_SELECTED EXTRACT:_
** start **

The North Face of the Eiger, Berner Oberland, Switzerland.

Photographing the Eiger…

Every story needs a bad guy. In the Book of the Berner Oberland, its the Eiger. Its history of mountain climbing is layered with one tragedy after another. From its Wikipedia page:

Since 1935, at least sixty-four climbers have died attempting the North Face, earning it the German nickname, Mordwand, or “murderous wall”, a play on the face’s German name Nordwand.

The mystique of this mountain is palpable the moment you lay eyes on it. From Männlichen, it appears like a blunt arrowhead piercing the clouds. From Kleine Scheidegg (above left), it resembles a lurking sharks fin. Both places are ideal spots for the classic Eiger photograph, but to capture images with a little more nuance, you really have to hike underneath the mountain’s legendary North Face.

** end **

_SET EXERCISE:_
Write out the Eiger passage from the words "Every story needs" through "legendary North Face.", swapping "North Face" for "Nordwand" throughout. The records have nothing to do with the Eiger passage.

_DATASET RECORDS:_
** start **

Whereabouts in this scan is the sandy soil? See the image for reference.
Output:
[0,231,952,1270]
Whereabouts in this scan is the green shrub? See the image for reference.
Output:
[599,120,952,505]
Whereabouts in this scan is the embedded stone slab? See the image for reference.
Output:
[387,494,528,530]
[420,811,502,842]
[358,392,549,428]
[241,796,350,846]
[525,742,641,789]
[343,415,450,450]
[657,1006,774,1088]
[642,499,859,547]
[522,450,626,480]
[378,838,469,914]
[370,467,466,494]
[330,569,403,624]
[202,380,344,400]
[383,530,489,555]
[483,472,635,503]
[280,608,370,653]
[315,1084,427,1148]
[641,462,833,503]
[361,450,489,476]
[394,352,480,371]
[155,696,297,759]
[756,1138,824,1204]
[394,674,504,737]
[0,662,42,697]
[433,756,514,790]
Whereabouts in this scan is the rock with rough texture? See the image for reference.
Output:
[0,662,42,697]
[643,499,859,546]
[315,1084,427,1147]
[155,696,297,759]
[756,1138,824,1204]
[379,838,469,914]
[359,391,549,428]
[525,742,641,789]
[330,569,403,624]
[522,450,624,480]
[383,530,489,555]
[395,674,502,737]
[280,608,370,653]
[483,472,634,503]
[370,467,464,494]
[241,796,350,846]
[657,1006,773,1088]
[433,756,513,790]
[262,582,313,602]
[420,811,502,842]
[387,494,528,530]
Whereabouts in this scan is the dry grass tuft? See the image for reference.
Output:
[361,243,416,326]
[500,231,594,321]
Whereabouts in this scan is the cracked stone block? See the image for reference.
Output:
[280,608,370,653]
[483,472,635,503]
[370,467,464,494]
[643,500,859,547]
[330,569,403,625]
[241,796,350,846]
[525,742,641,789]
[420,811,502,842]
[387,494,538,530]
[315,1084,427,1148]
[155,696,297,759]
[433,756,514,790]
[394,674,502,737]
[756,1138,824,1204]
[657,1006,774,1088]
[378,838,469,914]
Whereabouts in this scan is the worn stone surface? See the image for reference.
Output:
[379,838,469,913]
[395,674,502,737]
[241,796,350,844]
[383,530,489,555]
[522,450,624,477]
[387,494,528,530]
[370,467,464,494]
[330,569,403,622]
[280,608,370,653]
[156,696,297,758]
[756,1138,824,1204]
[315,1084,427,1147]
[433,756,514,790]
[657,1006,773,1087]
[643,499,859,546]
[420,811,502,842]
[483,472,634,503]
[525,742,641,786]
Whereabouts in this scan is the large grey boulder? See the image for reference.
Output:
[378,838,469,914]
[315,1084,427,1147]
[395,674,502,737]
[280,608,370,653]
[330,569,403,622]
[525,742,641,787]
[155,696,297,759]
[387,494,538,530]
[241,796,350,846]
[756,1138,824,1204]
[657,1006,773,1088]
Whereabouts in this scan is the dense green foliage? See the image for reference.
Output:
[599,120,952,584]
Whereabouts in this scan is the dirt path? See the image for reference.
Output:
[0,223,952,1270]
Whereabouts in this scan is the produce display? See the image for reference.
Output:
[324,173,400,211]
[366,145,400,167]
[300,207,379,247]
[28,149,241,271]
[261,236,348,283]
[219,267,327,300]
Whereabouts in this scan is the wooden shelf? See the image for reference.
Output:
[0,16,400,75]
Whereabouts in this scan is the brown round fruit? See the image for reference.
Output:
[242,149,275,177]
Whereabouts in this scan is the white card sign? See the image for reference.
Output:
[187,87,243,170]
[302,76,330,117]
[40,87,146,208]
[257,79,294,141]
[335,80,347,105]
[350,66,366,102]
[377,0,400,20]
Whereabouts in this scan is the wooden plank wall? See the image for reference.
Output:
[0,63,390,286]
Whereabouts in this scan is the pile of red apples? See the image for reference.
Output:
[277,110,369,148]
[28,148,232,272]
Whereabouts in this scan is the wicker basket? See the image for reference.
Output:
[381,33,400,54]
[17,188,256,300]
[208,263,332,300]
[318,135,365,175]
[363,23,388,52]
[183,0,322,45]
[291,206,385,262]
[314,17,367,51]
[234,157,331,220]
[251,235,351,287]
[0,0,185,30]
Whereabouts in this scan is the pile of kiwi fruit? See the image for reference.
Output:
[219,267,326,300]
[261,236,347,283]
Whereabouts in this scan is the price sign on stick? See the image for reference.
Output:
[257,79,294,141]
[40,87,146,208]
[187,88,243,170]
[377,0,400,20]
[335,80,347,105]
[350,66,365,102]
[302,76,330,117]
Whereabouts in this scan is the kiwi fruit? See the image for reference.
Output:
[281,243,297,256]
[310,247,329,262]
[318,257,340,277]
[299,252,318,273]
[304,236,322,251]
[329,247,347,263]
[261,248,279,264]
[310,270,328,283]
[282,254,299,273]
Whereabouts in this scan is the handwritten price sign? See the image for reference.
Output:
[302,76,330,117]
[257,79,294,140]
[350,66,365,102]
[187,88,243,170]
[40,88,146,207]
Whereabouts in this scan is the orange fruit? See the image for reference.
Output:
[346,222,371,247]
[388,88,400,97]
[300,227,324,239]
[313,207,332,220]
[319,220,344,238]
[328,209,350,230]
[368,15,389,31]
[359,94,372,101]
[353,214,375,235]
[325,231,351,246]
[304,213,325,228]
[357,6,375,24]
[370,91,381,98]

** end **

_OUTPUT FOR THIS EXERCISE:_
Every story needs a bad guy. In the Book of the Berner Oberland, its the Eiger. Its history of mountain climbing is layered with one tragedy after another. From its Wikipedia page:

Since 1935, at least sixty-four climbers have died attempting the Nordwand, earning it the German nickname, Mordwand, or “murderous wall”, a play on the face’s German name Nordwand.

The mystique of this mountain is palpable the moment you lay eyes on it. From Männlichen, it appears like a blunt arrowhead piercing the clouds. From Kleine Scheidegg (above left), it resembles a lurking sharks fin. Both places are ideal spots for the classic Eiger photograph, but to capture images with a little more nuance, you really have to hike underneath the mountain’s legendary Nordwand.